Records from a collection:
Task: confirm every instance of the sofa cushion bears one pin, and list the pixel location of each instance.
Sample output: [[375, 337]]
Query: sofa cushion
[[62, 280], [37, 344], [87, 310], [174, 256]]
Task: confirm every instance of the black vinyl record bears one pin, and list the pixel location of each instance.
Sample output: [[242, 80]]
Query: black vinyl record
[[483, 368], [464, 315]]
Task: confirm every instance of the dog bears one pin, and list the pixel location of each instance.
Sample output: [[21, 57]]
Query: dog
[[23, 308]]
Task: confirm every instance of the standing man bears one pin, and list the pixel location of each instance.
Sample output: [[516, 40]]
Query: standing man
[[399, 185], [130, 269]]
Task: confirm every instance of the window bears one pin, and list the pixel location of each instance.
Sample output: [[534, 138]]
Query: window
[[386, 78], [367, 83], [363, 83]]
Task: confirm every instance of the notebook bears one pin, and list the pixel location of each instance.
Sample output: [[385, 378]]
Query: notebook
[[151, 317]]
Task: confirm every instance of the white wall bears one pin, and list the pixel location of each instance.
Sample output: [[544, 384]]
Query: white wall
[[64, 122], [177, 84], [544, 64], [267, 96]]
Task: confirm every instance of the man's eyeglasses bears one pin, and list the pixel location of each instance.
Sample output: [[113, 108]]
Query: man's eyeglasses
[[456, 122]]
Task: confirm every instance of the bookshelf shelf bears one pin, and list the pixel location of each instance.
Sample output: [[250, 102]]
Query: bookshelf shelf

Work task: Could you restate, word for word, the lines above from the one with "Task: confirm every instance of the man's" to the one with "Task: confirm every instance of the bookshelf", both included?

Task response:
Task: confirm every instance of the man's eyeglasses bears one pin, and list the pixel location of each instance.
Sample output: [[113, 108]]
Query: man's eyeglasses
[[456, 122]]
Task: confirm every instance of the bookshelf shelf bears one pin, and list the pixel location of each instance.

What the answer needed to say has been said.